Yazılı Alıştırma A:
Darbe girişimi üzerine olan yazıya göre hainlikler ve alçakça girişimler neden devam edecektir? Bir ila üç cümleyle açıklayın.
Yazılı Alıştırma B:
Aşağıdaki kayıtların bütün satırlarını hiçbir değişiklik yapmadan yeniden yazın. Resimleri yanıtınıza almayın.

Alıntı:
İkram Kali

Ülkemize yakışmıyor

İkram Kali

Darbe girişimi başta darbeci olmayan namuslu vatansever askerlerin , kahraman polislerin ve demokrasiye inanan yiğit insanlarımızın ortak mücadelesiyle önlendi.

15 şiddetindeki darbenin artçıları devam ediyor.

Emperyalist işgal projesinin tetikçisi asker kıyafeti giymiş teröristler, onların sivil uzantılarının demokrasiye, parlamenter sisteme, geleceğimize yönelik kalkışması karşısında Türkiye 81 ilde tek yürek oldu. Farklı düşünceye sahip insanlar meydanlarda “ darbeye hayır” diye haykırdı ve haykırmaya  devam ediyor. Halkımızın bu kararlılığı dayanışması demokrasi ve hukuk kültürümüze güç katmıştır.

15 Temmuz darbe girişiminde bulunan hain, alçak darbecilere tepki göstermeyen kalmadı. Darbesever  militarist marjinaller hariç.

Tehlikenin geçmediği  ifade ediliyor. 

FETÖ’ nün B, C Planlarından, suikast girişiminden, yer altına ineceğinden söz ediliyor.  Bunlar şaşırtıcı değil. Memleketin haini, satılmışı oldukça, siyasi aymazlıklar sürdükçe, atamalarda hak,  liyakat ehliyet esas alınmadıkça ve  herkes kendi bildiği işi  yapmadıkça hainlikler, alçakça girişimler devam edecektir.

Bu arada darbeci alçaklara karşı yöneltilen bazı söylem ve gerçekleştirilen uygulamalar oldu. Bu uygulamalar demokrasi ve hukukun üstünlüğüne olan inancımıza kararlılığımıza ve  Türkiye’nin birleştirici güzel fotoğraflarına gölge düşürdü. 

Diyanet İşleri Başkanlığı darbe girişiminde ölen kişilerin cenaze işlemlerinin yapılmayacağını söyledi.  Başkanlık, “Mümin kardeşlerinin tezkiye ve dualarını hak etmediğini” belirterek; bu kişilerin cenazeleriyle ilgili sala, teçhiz, tekfin ve  üzerlerine cenaze namazı kılınması gibi din hizmetleri verilmeyeceğini ifade etti.

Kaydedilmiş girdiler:
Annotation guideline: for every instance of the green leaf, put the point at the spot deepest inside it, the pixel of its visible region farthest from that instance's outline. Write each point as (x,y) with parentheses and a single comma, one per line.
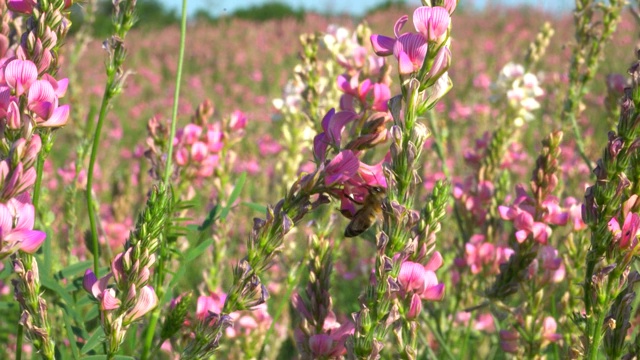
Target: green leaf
(234,195)
(74,347)
(96,339)
(198,250)
(52,285)
(210,219)
(257,207)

Çıktı A:
Yazıya göre memleketin haini ve satılmışı oldukça, siyasi aymazlıklar sürdükçe, atamalarda hak, liyakat ve ehliyet esas alınmadıkça ve herkes kendi bildiği işi yapmadıkça bu hainlikler ve alçakça girişimler devam edecektir.

Çıktı B:
Annotation guideline: for every instance of the green leaf, put the point at the spot deepest inside it, the pixel of its visible region farthest from that instance's outline. Write each point as (x,y) with parentheses and a single comma, one per line.
Target: green leaf
(234,195)
(74,347)
(96,339)
(198,250)
(52,285)
(210,219)
(257,207)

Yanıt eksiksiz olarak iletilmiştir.